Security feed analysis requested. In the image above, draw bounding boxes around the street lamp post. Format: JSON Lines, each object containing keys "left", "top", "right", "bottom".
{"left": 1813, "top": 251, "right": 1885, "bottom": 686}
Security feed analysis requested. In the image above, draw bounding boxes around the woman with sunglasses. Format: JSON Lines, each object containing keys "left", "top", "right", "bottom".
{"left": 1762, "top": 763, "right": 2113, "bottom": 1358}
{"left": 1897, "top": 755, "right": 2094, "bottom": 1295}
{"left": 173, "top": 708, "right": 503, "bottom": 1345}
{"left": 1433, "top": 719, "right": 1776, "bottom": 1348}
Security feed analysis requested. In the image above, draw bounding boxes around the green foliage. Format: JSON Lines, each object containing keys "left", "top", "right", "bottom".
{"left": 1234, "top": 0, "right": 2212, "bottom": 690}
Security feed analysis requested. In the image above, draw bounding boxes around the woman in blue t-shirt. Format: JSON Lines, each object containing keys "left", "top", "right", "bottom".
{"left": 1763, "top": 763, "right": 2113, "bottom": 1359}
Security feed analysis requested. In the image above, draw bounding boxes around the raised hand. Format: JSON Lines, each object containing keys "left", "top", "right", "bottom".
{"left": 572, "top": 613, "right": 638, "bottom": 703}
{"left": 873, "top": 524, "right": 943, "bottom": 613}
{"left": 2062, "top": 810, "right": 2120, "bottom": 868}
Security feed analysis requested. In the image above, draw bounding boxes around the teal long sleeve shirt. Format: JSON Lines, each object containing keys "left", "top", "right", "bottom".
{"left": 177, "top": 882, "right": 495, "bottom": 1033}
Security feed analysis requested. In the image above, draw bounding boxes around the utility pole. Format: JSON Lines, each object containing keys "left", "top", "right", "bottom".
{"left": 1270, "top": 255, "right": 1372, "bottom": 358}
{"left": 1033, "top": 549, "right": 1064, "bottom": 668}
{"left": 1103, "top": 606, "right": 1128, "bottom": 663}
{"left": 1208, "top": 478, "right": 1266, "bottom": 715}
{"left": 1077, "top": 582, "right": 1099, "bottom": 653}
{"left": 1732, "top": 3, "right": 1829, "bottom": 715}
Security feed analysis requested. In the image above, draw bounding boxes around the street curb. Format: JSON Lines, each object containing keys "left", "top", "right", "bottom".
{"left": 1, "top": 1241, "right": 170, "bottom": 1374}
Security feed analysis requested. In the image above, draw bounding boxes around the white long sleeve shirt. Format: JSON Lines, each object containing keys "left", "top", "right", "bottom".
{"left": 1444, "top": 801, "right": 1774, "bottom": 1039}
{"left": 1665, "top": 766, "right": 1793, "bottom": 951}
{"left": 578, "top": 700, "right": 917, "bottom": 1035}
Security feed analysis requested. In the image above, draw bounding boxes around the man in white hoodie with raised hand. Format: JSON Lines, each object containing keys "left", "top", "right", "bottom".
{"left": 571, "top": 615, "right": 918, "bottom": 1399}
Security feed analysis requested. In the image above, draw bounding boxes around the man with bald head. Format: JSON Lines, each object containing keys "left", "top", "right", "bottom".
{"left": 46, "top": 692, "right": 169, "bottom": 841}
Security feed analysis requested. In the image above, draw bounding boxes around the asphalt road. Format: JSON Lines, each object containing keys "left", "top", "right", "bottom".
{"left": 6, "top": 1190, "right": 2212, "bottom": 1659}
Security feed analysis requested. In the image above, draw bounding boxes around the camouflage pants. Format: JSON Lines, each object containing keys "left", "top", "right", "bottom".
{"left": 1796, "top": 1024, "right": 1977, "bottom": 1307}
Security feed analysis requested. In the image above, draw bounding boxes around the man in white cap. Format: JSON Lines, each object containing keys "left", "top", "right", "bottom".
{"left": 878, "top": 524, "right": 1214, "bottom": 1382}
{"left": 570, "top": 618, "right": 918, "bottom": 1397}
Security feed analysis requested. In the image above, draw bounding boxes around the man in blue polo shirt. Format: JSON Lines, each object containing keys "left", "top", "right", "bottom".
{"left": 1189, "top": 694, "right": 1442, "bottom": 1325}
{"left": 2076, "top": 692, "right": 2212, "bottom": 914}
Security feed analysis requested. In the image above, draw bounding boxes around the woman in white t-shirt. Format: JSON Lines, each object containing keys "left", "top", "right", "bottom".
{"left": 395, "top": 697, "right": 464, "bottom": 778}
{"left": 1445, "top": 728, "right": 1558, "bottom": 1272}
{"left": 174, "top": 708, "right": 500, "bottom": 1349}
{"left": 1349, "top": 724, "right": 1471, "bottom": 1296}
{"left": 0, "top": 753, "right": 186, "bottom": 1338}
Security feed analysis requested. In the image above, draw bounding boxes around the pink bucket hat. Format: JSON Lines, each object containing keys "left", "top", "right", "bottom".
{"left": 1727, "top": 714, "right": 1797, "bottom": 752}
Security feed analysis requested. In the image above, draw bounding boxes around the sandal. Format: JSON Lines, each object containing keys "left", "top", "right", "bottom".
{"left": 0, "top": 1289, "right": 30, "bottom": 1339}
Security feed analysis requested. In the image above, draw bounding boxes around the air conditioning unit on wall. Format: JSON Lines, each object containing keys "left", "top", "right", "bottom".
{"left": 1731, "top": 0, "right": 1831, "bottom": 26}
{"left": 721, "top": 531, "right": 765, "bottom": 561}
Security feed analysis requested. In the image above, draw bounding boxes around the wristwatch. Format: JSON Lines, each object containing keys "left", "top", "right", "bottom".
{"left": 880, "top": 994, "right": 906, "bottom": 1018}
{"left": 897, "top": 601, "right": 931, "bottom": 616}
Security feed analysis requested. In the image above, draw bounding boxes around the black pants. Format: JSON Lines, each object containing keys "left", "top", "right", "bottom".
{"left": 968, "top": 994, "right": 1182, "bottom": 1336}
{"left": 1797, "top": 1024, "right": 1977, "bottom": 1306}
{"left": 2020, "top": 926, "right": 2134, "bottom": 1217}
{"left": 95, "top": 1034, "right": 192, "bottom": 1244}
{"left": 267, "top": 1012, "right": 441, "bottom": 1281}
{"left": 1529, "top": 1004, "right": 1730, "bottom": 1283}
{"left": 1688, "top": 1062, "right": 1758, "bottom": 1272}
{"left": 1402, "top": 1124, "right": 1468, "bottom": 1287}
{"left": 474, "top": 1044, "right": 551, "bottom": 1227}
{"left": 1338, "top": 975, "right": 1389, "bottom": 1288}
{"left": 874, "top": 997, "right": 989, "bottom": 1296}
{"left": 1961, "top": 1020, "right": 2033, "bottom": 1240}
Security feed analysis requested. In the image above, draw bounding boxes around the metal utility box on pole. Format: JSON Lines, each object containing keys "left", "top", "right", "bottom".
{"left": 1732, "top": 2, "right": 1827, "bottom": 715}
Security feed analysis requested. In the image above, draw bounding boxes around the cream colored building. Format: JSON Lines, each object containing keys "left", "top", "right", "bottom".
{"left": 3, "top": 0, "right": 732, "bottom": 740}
───
| EXERCISE DIRECTIONS |
Transcribe all of the material exactly as it was written.

| RESULT |
Security feed analysis requested. In the image above, draw bounding boxes around the street lamp post. Format: JSON Lines, each object containing keys "left", "top", "right", "bottom".
{"left": 1813, "top": 251, "right": 1885, "bottom": 686}
Security feed analysis requested. In the image above, draw bounding boxes around the woman with sunglasses. Format: JSON Lines, each object containing keys "left", "top", "right", "bottom".
{"left": 1762, "top": 763, "right": 2113, "bottom": 1358}
{"left": 1897, "top": 755, "right": 2094, "bottom": 1295}
{"left": 173, "top": 708, "right": 503, "bottom": 1345}
{"left": 1433, "top": 719, "right": 1776, "bottom": 1348}
Security feed analysis requested. In the image above, draw bounding boxes around the green foliage. Format: JSON Lines, each object containing keys "left", "top", "right", "bottom".
{"left": 1234, "top": 0, "right": 2212, "bottom": 690}
Security feed analysis requested. In the image above, draw bounding boxes around the woman in blue t-shirt. Format: JSON Lines, each object containing keys "left", "top", "right", "bottom".
{"left": 1763, "top": 763, "right": 2113, "bottom": 1359}
Security feed analysis requested. In the image above, draw bounding boxes around the raised hand. Format: JSON Lines, each object containing keys "left", "top", "right", "bottom".
{"left": 572, "top": 613, "right": 638, "bottom": 703}
{"left": 873, "top": 524, "right": 943, "bottom": 613}
{"left": 2062, "top": 810, "right": 2120, "bottom": 868}
Security feed analysis requested. In the image above, draw bounding boxes around the teal long sleeve shirt. Format: JSON Lines, each object containing keys "left", "top", "right", "bottom".
{"left": 177, "top": 882, "right": 495, "bottom": 1033}
Security feed analysis requested. In the image above, draw bounding boxes around the utility pole. Format: JSON Lines, each object containing keys "left", "top", "right", "bottom".
{"left": 1270, "top": 255, "right": 1372, "bottom": 358}
{"left": 1033, "top": 549, "right": 1064, "bottom": 668}
{"left": 1103, "top": 606, "right": 1128, "bottom": 663}
{"left": 1208, "top": 478, "right": 1266, "bottom": 715}
{"left": 1077, "top": 582, "right": 1099, "bottom": 653}
{"left": 1732, "top": 3, "right": 1829, "bottom": 715}
Security feed analysis requested. In the image above, draw bounding boxes around the street curb. Format: JSON Lines, each object containing keys "left", "top", "right", "bottom".
{"left": 1, "top": 1241, "right": 170, "bottom": 1374}
Security feed analysis requested. In the image above, draw bounding boxes around the white long sleeve shirt. Format: JSON Lines, each object containing keys "left", "top", "right", "bottom".
{"left": 1444, "top": 801, "right": 1774, "bottom": 1039}
{"left": 1665, "top": 766, "right": 1793, "bottom": 951}
{"left": 578, "top": 700, "right": 917, "bottom": 1035}
Security feed analysis requested. In the image above, draw bounding boxes around the man in white hoodie with raised hand. Format: JSON Lines, each object containing keys "left", "top", "right", "bottom".
{"left": 571, "top": 615, "right": 918, "bottom": 1399}
Security feed analysis requested. In the image above, draw bounding boxes around the man with bald head. Format: JSON Lines, each object containing keys "left", "top", "right", "bottom".
{"left": 46, "top": 692, "right": 169, "bottom": 841}
Security feed analysis requested. In the image above, draw bounding boxes around the asphalt road. Format: JSON Lines, each object containing keys "left", "top", "right", "bottom".
{"left": 6, "top": 1190, "right": 2212, "bottom": 1659}
Security feed analysis requested. In the image above, draw bounding boxes around the camouflage pants. Format: JSON Lines, each object containing keys "left", "top", "right", "bottom".
{"left": 1796, "top": 1024, "right": 1977, "bottom": 1307}
Security feed analysis requested. In the image above, draw bounding boxes around the man in white cap. Format: JSON Lines, each object containing keys "left", "top", "right", "bottom".
{"left": 878, "top": 524, "right": 1214, "bottom": 1382}
{"left": 570, "top": 618, "right": 918, "bottom": 1397}
Security feed analysis requested. In the image above, draw bounding boxes around the man in blue polo shirt. Format: JSON Lines, each object containing keys "left", "top", "right", "bottom".
{"left": 1189, "top": 694, "right": 1442, "bottom": 1325}
{"left": 2076, "top": 692, "right": 2212, "bottom": 914}
Security feed analysis requested. In the image above, draw bounding boxes around the woman in white t-shirt. Format: JSON Lines, each object containing keys "left", "top", "right", "bottom".
{"left": 395, "top": 697, "right": 464, "bottom": 778}
{"left": 1445, "top": 728, "right": 1558, "bottom": 1272}
{"left": 174, "top": 708, "right": 500, "bottom": 1349}
{"left": 1349, "top": 724, "right": 1471, "bottom": 1296}
{"left": 0, "top": 753, "right": 186, "bottom": 1338}
Security feed analysis requested. In the image above, draw bounding boxes around the pink bucket hat. Format: JSON Lines, each object containing keys "left", "top", "right", "bottom".
{"left": 1727, "top": 714, "right": 1797, "bottom": 752}
Security feed analysis requested. In the image above, draw bounding boxes around the sandal. Format: JSON Lines, each object containing keys "left", "top", "right", "bottom".
{"left": 0, "top": 1289, "right": 30, "bottom": 1339}
Security feed analysis requested. In the image above, draw bounding boxes around the air conditioning unit on wall. Format: JSON Lines, each object containing keys "left", "top", "right", "bottom".
{"left": 1731, "top": 0, "right": 1831, "bottom": 26}
{"left": 721, "top": 531, "right": 765, "bottom": 561}
Security feed analysis requested. In the image above, draw bounding boxes around the wristwatch. Format: JSON Lines, each object containing keys "left", "top", "right", "bottom".
{"left": 880, "top": 994, "right": 906, "bottom": 1018}
{"left": 897, "top": 601, "right": 931, "bottom": 616}
Security feed analysis requested. In the image above, draw bounding boxes around the black pants. Format: JSON Lines, each object containing keys "left", "top", "right", "bottom".
{"left": 968, "top": 994, "right": 1182, "bottom": 1336}
{"left": 1797, "top": 1024, "right": 1977, "bottom": 1306}
{"left": 2020, "top": 926, "right": 2134, "bottom": 1217}
{"left": 95, "top": 1034, "right": 192, "bottom": 1244}
{"left": 267, "top": 1012, "right": 441, "bottom": 1281}
{"left": 1529, "top": 1004, "right": 1730, "bottom": 1283}
{"left": 1688, "top": 1062, "right": 1758, "bottom": 1272}
{"left": 1402, "top": 1124, "right": 1468, "bottom": 1287}
{"left": 474, "top": 1044, "right": 551, "bottom": 1227}
{"left": 1338, "top": 975, "right": 1389, "bottom": 1288}
{"left": 874, "top": 997, "right": 989, "bottom": 1296}
{"left": 1961, "top": 1020, "right": 2033, "bottom": 1240}
Security feed analysis requested. In the image above, draw bounding boxes around the metal utility box on pole. Format: JSON Lines, each object containing keys "left", "top", "right", "bottom".
{"left": 1732, "top": 2, "right": 1827, "bottom": 715}
Security feed analysis requested. In the image above, draw bounding boxes around the cream colored building. Format: JSON Lines, each object containing keys "left", "top", "right", "bottom".
{"left": 3, "top": 0, "right": 732, "bottom": 740}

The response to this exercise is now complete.